Your objective:
In the abstract below on additional school lessons, how many parents took part in the door-to-door opinion poll?

Additional school subjects` lessons: motivation and popularity

Authors

  • Aleksandra Y. BURDYAK Russian Presidential Academy of National Economy and Public Administration

DOI:

https://doi.org/10.14515/monitoring.2015.2.08

Keywords:

school students, Unified National Exam, additional lessons, tutoring, exams, parents

Abstract

The article examines the practice of teaching school students school subjects as a sphere of additional training and intersecting interests. The analysis was based on the qualitative research and included five group discussions with parents who had children in grades 6-8 and quantitative door-to-door opinion poll involving 1505 parents of 1st- 11th graders. The data were obtained by the Levada Analytical Center and commissioned by the Institute for Human Development of Metropolis in January and March 2014. Working with focus groups, we defined a number of strategies of inclusiveness and non-inclusiveness of children in the practice of taking extra lessons in basic school program subjects and foreign language; we identified the motives, reasons and circumstances that influence lesson choices. The work of the focus groups resulted in hypotheses about factors that shape educational strategies of school students to take extra lessons. The article provides analysis and structure of the answers of the questionnaire used in the formalized personal door-to-door survey conducted using stratified sample method involving parents and representing school children of Moscow; the data of this survey help testing the hypotheses and calculate the number of school students using extra lessons. The study proved that tutoring practice is more popular in high school. Surprisingly, despite parental satisfaction with schools, parents take their own initiative to prepare their children for the UNE and to enter a university. They understand that in the current situation, when schools are being integrated and teachers are being charged with additional tasks, the opportunities of general education are restricted, and it takes extra lessons to give a child a good education. Additional lessons are more popular among 10th and 11th graders; this fact casts doubt on the pure role of school in the preparation for the Unified National Exam and misrepresents its effectiveness.

Excerpted data:
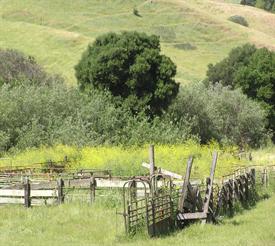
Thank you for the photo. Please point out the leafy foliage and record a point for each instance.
(219, 113)
(32, 116)
(252, 70)
(131, 67)
(17, 68)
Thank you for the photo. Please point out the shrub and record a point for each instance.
(239, 20)
(219, 113)
(17, 68)
(252, 70)
(130, 66)
(46, 115)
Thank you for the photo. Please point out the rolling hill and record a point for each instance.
(193, 33)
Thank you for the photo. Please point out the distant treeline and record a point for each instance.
(37, 108)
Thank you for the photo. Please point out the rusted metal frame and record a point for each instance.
(127, 210)
(185, 185)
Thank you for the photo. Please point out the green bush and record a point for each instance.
(251, 70)
(46, 115)
(239, 20)
(219, 113)
(17, 68)
(131, 67)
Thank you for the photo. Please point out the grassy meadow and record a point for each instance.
(75, 224)
(193, 33)
(127, 160)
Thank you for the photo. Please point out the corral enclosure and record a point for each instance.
(97, 190)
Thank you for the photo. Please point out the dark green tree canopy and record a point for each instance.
(131, 67)
(252, 70)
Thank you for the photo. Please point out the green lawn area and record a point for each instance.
(192, 33)
(76, 224)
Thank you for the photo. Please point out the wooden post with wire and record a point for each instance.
(152, 160)
(27, 193)
(60, 193)
(92, 189)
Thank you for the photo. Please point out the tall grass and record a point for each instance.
(127, 161)
(75, 224)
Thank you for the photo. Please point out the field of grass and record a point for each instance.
(75, 224)
(193, 33)
(127, 161)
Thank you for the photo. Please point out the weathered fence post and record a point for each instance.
(209, 188)
(60, 194)
(253, 176)
(27, 193)
(92, 189)
(185, 185)
(265, 178)
(152, 160)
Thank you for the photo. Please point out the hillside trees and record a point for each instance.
(218, 113)
(252, 70)
(130, 66)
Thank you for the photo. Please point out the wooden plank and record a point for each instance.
(210, 186)
(27, 191)
(152, 160)
(33, 193)
(164, 171)
(192, 216)
(11, 200)
(15, 193)
(185, 184)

Written solution:
1505 parents of 1st–11th graders